**TAREA:**
Transcribe íntegro y sin ninguna alteración el texto sobre la ontología del inacabamiento.

**TEXTO MOSTRADO:**
══════

La ontología del inacabamiento

Pensar el ser es principalmente entrar en contacto con nuestra situación encarnada, con nuestra implicación en el mundo natural y humano que no nos podemos representar sino que expresamos viviendo. Descubrirse en situación no es representar adecuadamente el mundo ni fundamentar la realidad desde principios universales. La filosofía es una reconquista del ser bruto o salvaje y su lenguaje, siempre indirecto, incompleto e interrogativo, expresa una ontogénesis de la que forma parte.

La filosofía no descompone nuestra relación con el mundo en elementos reales o en referencias ideales que lo convertirían en un objeto ideal, sino que discierne en el mundo articulaciones, despierta en él relaciones reguladas de preposesión, de recapitulación, de encabalgamiento que están adormecidas en nuestro paisaje ontológico y que subsisten en él sólo bajo la forma de trazas aunque continúan funcionando, instituyendo novedad[129].

══════

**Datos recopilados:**
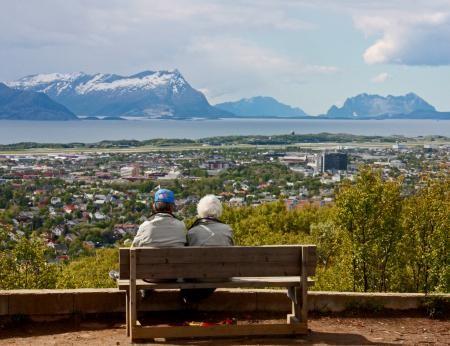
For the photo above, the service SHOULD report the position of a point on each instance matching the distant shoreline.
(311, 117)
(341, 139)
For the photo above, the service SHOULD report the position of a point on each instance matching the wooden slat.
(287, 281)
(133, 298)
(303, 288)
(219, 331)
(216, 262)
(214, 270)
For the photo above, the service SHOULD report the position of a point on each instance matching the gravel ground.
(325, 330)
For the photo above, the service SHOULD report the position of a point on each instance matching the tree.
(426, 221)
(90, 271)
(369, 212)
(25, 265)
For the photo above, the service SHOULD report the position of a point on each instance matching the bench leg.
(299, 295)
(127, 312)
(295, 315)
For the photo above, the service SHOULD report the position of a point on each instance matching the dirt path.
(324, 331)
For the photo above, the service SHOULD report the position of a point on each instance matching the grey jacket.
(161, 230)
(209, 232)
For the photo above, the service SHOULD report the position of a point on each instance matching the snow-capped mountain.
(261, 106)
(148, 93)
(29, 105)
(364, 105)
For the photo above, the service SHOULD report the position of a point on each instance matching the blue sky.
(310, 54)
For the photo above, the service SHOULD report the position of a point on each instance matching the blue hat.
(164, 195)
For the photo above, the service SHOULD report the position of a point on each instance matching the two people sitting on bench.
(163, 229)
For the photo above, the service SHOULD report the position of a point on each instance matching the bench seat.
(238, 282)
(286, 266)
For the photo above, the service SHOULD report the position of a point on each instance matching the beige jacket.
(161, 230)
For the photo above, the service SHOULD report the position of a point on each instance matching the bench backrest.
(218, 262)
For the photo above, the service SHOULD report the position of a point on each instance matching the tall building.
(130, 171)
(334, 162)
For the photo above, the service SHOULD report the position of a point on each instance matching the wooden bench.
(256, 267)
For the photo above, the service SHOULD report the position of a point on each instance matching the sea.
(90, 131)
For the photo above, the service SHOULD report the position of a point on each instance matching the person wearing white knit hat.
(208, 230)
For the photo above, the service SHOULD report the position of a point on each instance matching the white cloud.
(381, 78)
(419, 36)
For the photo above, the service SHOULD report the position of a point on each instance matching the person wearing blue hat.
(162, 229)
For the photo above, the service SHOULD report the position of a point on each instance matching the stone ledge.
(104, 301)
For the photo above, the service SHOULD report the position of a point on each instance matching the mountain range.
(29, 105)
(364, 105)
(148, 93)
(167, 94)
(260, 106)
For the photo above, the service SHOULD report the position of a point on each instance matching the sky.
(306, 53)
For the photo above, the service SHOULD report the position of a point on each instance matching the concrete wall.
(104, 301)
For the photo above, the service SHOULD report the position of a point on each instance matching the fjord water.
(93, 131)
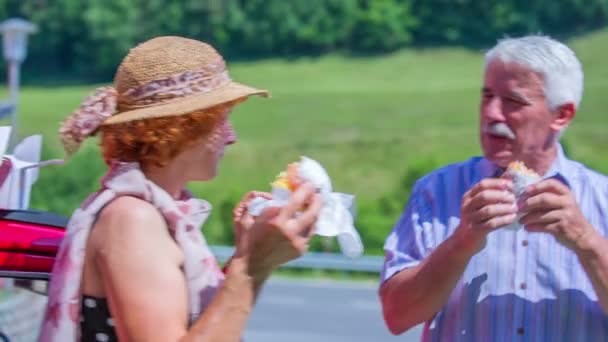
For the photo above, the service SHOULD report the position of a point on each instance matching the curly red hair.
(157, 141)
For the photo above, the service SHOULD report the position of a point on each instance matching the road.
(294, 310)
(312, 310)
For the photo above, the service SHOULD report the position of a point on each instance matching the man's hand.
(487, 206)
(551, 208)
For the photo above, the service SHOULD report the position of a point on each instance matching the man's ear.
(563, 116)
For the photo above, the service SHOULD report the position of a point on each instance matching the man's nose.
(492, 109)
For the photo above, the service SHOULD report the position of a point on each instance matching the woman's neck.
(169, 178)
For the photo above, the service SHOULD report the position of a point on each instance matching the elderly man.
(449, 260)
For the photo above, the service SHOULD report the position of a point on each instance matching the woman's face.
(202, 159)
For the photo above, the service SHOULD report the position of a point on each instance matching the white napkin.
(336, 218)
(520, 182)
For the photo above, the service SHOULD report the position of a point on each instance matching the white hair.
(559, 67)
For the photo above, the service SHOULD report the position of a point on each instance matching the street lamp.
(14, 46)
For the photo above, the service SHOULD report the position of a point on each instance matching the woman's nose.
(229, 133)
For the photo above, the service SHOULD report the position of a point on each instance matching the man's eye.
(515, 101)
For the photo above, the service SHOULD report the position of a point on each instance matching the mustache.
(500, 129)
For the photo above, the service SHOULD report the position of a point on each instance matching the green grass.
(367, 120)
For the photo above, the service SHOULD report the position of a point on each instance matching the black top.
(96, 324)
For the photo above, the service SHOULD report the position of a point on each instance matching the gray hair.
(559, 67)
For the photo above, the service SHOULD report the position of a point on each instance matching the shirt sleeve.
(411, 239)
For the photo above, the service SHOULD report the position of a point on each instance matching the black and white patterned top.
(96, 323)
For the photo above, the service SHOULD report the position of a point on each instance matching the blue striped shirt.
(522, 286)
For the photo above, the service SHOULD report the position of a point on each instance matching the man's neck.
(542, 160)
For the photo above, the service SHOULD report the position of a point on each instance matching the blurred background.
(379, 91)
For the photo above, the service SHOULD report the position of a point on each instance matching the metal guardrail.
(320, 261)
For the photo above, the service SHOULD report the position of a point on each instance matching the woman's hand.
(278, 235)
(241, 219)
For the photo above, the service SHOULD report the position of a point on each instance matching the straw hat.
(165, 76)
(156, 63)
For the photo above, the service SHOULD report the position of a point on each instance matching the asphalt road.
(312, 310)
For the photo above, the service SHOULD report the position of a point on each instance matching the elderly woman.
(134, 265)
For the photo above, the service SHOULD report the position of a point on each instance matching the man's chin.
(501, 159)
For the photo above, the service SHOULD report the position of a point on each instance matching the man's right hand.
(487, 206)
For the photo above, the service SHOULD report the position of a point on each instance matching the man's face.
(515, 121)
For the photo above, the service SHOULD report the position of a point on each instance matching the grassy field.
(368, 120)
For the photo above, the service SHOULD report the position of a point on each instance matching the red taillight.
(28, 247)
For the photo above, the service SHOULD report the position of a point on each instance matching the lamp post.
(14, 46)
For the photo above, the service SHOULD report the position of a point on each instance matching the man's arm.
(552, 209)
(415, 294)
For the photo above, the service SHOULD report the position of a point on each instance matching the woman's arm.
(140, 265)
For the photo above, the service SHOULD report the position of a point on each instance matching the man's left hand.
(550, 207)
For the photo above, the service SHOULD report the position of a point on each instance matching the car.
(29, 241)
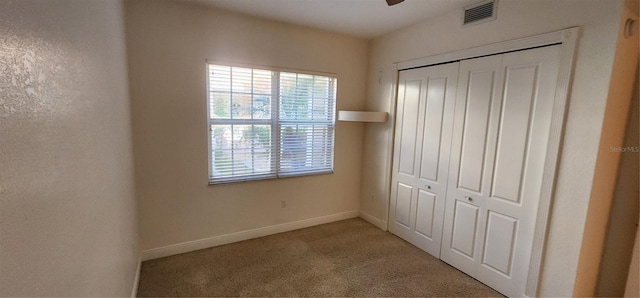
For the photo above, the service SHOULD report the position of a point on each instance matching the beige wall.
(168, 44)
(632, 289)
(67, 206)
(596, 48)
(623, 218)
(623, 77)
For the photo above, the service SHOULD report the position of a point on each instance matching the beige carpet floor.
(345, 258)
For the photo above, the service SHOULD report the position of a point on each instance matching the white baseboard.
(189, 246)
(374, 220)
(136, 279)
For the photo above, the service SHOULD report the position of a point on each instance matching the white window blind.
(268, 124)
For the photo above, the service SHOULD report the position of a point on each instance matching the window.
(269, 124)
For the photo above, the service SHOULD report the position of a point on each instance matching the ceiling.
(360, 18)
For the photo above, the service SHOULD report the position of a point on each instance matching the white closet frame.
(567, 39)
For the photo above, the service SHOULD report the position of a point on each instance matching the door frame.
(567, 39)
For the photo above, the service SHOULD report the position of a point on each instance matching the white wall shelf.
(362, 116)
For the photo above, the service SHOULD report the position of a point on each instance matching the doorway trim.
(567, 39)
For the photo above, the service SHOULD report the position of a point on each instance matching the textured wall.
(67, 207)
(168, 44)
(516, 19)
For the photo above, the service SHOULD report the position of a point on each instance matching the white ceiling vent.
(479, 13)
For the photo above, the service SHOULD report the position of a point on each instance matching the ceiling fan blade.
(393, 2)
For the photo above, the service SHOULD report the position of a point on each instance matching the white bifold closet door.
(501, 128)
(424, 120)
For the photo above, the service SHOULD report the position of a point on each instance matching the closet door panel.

══════

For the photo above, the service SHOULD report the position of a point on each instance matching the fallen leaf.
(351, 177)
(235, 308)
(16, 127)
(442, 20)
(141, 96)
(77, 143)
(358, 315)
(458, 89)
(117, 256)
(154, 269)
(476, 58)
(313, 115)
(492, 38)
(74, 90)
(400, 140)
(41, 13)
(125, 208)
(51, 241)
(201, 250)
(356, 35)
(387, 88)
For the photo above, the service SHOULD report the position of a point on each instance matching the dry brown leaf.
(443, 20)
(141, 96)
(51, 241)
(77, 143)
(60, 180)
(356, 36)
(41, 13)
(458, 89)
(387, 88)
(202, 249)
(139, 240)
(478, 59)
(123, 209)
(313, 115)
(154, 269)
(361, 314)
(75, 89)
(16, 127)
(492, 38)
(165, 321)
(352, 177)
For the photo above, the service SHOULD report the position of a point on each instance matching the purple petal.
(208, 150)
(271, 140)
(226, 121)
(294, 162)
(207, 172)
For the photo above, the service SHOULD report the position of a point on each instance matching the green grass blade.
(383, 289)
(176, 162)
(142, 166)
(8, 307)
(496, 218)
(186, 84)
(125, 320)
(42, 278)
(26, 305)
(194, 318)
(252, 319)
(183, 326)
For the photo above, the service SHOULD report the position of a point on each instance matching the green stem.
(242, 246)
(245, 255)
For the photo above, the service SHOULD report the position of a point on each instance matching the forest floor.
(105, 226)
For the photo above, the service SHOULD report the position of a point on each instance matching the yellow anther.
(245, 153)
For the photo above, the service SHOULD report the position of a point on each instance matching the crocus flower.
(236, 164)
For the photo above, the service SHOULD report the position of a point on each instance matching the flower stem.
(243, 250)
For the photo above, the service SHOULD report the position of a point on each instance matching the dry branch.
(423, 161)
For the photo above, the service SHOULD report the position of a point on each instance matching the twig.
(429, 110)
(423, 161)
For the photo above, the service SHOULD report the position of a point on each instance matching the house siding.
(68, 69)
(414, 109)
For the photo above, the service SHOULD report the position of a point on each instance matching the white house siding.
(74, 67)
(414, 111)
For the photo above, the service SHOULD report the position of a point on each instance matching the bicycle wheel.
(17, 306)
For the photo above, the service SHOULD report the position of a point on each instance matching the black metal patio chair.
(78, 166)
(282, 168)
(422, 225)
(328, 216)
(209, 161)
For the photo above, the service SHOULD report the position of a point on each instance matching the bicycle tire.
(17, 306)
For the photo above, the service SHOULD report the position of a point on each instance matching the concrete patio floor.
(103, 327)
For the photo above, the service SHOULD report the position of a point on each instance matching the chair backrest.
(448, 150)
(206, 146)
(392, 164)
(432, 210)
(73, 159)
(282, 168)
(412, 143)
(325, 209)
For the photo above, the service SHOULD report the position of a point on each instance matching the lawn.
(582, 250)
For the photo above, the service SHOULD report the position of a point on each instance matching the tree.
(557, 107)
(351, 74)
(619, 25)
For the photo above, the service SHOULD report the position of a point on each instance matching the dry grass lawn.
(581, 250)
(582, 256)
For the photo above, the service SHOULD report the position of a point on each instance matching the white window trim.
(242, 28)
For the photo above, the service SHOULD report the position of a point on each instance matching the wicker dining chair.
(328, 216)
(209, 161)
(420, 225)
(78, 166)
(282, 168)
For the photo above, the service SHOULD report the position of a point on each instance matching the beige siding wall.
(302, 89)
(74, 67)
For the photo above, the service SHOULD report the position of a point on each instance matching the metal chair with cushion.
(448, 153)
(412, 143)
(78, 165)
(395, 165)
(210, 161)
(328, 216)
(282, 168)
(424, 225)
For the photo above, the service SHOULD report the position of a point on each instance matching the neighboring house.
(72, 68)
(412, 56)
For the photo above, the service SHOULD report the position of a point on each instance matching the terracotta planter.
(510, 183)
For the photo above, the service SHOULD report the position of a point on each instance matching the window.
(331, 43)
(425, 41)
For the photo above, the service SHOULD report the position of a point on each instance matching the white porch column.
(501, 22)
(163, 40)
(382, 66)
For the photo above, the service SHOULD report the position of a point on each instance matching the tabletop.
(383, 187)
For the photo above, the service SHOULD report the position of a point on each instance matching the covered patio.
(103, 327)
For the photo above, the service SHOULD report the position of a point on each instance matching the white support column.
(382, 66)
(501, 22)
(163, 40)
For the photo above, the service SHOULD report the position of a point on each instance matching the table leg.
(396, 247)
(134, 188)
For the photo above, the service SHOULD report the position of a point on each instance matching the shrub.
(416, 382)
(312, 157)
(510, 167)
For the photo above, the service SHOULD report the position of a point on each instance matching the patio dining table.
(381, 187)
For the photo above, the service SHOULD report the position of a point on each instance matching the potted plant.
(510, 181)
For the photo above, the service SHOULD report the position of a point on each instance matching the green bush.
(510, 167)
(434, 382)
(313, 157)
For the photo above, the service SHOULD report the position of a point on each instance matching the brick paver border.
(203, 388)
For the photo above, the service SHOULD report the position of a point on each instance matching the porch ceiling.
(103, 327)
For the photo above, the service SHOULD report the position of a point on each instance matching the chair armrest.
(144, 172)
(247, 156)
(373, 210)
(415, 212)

══════

**RESPUESTA COMPLETA:**
La ontología del inacabamiento

Pensar el ser es principalmente entrar en contacto con nuestra situación encarnada, con nuestra implicación en el mundo natural y humano que no nos podemos representar sino que expresamos viviendo. Descubrirse en situación no es representar adecuadamente el mundo ni fundamentar la realidad desde principios universales. La filosofía es una reconquista del ser bruto o salvaje y su lenguaje, siempre indirecto, incompleto e interrogativo, expresa una ontogénesis de la que forma parte.

La filosofía no descompone nuestra relación con el mundo en elementos reales o en referencias ideales que lo convertirían en un objeto ideal, sino que discierne en el mundo articulaciones, despierta en él relaciones reguladas de preposesión, de recapitulación, de encabalgamiento que están adormecidas en nuestro paisaje ontológico y que subsisten en él sólo bajo la forma de trazas aunque continúan funcionando, instituyendo novedad[129].